▶ **Task prompt**
Images are to be left out when the records below are printed word for word.

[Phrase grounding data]
○ ○ ○ ○ ○

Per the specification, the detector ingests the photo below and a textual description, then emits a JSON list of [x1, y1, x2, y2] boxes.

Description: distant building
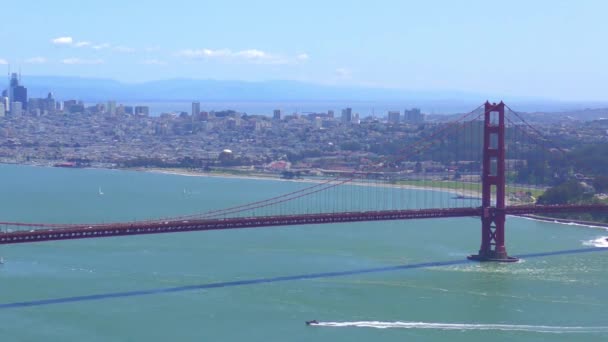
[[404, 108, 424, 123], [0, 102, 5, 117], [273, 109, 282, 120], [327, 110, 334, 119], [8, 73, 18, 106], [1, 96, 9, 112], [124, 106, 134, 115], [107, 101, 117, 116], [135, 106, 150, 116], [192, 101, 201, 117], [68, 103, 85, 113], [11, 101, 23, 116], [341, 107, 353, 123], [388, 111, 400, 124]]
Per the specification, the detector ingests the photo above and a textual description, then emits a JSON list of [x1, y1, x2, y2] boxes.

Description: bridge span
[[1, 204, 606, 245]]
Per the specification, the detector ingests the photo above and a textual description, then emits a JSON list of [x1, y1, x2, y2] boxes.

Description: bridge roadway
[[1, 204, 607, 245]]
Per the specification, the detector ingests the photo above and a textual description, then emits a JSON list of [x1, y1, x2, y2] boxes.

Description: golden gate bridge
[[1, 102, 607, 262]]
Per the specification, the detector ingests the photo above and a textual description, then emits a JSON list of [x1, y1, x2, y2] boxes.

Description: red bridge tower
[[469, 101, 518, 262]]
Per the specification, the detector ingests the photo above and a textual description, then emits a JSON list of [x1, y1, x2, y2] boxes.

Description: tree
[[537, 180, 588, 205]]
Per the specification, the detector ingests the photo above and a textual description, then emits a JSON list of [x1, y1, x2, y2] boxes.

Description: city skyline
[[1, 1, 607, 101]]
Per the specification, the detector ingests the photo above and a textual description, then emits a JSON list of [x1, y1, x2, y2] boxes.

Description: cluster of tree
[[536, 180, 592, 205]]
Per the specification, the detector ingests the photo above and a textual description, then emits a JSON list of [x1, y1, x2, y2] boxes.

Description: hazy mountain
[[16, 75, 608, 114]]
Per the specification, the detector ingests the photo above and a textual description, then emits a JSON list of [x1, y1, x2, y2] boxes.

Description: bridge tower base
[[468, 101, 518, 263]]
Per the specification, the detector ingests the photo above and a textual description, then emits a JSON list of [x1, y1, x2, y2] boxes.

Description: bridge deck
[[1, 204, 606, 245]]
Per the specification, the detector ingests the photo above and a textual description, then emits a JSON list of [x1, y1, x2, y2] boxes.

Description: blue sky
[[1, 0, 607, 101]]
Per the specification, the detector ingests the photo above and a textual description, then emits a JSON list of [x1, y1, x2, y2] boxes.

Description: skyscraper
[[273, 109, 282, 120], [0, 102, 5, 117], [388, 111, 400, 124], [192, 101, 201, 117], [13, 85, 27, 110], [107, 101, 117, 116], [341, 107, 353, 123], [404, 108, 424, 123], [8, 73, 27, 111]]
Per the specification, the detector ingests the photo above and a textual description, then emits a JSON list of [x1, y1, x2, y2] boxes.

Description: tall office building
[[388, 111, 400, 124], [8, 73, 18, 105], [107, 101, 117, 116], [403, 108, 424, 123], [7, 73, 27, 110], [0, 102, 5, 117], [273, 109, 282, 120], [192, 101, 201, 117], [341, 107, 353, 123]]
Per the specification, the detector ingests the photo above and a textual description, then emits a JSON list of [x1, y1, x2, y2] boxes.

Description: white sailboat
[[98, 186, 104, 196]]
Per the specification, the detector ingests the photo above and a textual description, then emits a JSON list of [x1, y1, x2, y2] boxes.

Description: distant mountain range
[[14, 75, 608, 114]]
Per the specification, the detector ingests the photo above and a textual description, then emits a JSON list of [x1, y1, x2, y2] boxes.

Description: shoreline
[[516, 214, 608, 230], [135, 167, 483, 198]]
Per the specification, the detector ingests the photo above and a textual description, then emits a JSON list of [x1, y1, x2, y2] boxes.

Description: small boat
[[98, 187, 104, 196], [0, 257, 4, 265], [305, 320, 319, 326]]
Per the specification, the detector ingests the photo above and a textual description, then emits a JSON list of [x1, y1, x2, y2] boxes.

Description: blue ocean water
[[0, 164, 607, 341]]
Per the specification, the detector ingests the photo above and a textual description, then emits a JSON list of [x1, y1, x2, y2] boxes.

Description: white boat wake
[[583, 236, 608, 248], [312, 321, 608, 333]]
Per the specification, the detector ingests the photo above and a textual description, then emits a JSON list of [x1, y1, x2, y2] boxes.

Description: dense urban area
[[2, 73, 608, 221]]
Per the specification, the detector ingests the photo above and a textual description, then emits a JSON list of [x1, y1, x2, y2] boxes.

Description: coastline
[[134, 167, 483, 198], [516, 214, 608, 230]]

○ ○ ○ ○ ○

▶ **Answer box**
Per the specification, the detector ingests the photo below and a textual description, then emits a JSON list of [x1, y1, x2, y2] boxes.

Description: distant building
[[404, 108, 424, 123], [0, 102, 5, 117], [273, 109, 282, 120], [327, 110, 334, 119], [8, 73, 18, 106], [1, 96, 9, 112], [124, 106, 134, 115], [107, 101, 117, 116], [135, 106, 150, 116], [192, 101, 201, 117], [68, 103, 85, 113], [11, 101, 23, 116], [341, 107, 353, 123], [388, 111, 400, 124]]
Per the specification, the detector ingests the photo above and a textual description, then emits a JSON list of [x1, y1, x2, y2] boxes.

Description: bridge span
[[1, 204, 606, 245]]
Per the specification, the detector ingests the photo above and a textual description, then emits a JSON list of [x1, y1, x2, y2] boxes.

Description: bridge roadway
[[1, 204, 607, 245]]
Per the specification, the detector ingests the photo above and a textual description, then emits a JSON list of [x1, y1, x2, y2] boxes.

Description: golden gate bridge
[[1, 102, 607, 262]]
Per the specification, the detector ingests the photo above and a textual description, then emits a JSON list of [x1, y1, x2, y2] boxes.

Description: red bridge tower
[[469, 101, 518, 262]]
Per the specification, the detector ingests the photo above and a textual description, then emits a JSON list of [x1, y1, x2, y2] boxes.

Description: tree
[[537, 180, 588, 205]]
Per the specification, the detector ingests the photo above and a textual description, then emits a JSON list of [x1, y1, x2, y2] boxes.

Description: city skyline
[[1, 1, 607, 101]]
Per the specification, the detector ingests the photo above and a textual description, then emits a JSON list of [x1, y1, x2, y2] boxes.

Description: cluster of tree
[[536, 180, 592, 205]]
Per the specification, the detector ingests the photo above and a textual description, then emits a JSON list of [x1, y1, x2, y2] boxes.

Description: hazy mountain
[[16, 75, 608, 114]]
Per the specification, the detector ingests the photo above and a textual description, then emits a JSON list of [x1, y1, x2, y2] boxes.

Description: bridge tower base
[[468, 101, 518, 263]]
Per the specification, the detector ingests the photo above and a textual description, then emits a JSON list of [x1, y1, x2, y2] boxes.

Description: bridge deck
[[1, 204, 606, 245]]
Per the specification, the detector ingests the photo above and a textual description, then emits a JSON list of [x1, y1, x2, y2] boxes.

Description: blue sky
[[1, 0, 607, 101]]
Per the specification, the detector ingests the photo above and a textual description, then emits a JSON list of [x1, y1, x2, y2] boxes.

Description: skyscraper
[[273, 109, 282, 120], [0, 102, 5, 117], [388, 111, 400, 124], [192, 101, 201, 117], [13, 85, 27, 110], [107, 101, 117, 116], [341, 107, 353, 123], [404, 108, 424, 123], [8, 73, 27, 111]]
Per the specification, the detector ingests the photo above and a textual description, then emits a JSON list of [x1, y1, x2, y2] boxes.

Description: tall office building
[[388, 111, 400, 124], [8, 73, 18, 105], [107, 101, 117, 116], [403, 108, 424, 123], [7, 73, 27, 110], [0, 102, 5, 117], [273, 109, 282, 120], [192, 101, 201, 117], [341, 107, 353, 123]]
Per the specification, the detector ingests the photo above and a textual description, then emits a JSON list of [x1, y1, x2, y2] boxes.

Description: white sailboat
[[98, 186, 104, 196]]
Per the specification, the detector ingests the photo above and a textual description, then emits a JSON list of [x1, y1, x2, y2] boxes.

Description: distant mountain range
[[14, 75, 608, 114]]
Per the specification, the detector ingests the photo above and a textual description, then emits a JSON list of [x1, y1, x2, y2] boxes.

Description: shoreline
[[516, 214, 608, 230], [135, 167, 483, 198]]
Per the specification, the detector ingests the photo above and a textual description, then emits a JSON list of [x1, y1, x2, y2] boxes.

Description: small boat
[[98, 187, 104, 196], [0, 257, 4, 265], [305, 320, 319, 326]]
Per the specification, the detector ingests the photo above and a textual description, then emits a JSON list of [x1, y1, x2, y2] boxes.

Description: blue ocean water
[[0, 164, 607, 341]]
Per the specification, the detector ingests the photo above and a textual description, then emits a JSON list of [x1, y1, x2, y2] boxes.

Description: white boat wake
[[583, 236, 608, 248], [312, 321, 608, 333]]
Per the specification, the detector ingests the photo above and a textual description, then emits a JSON list of [x1, y1, x2, y2] boxes.

Description: dense urban area
[[2, 73, 608, 221]]
Per the specification, the detector ingests the photo above and a textual description, then emits a JSON list of [x1, y1, x2, y2] boxes.

Description: coastline
[[134, 167, 483, 198], [516, 214, 608, 230]]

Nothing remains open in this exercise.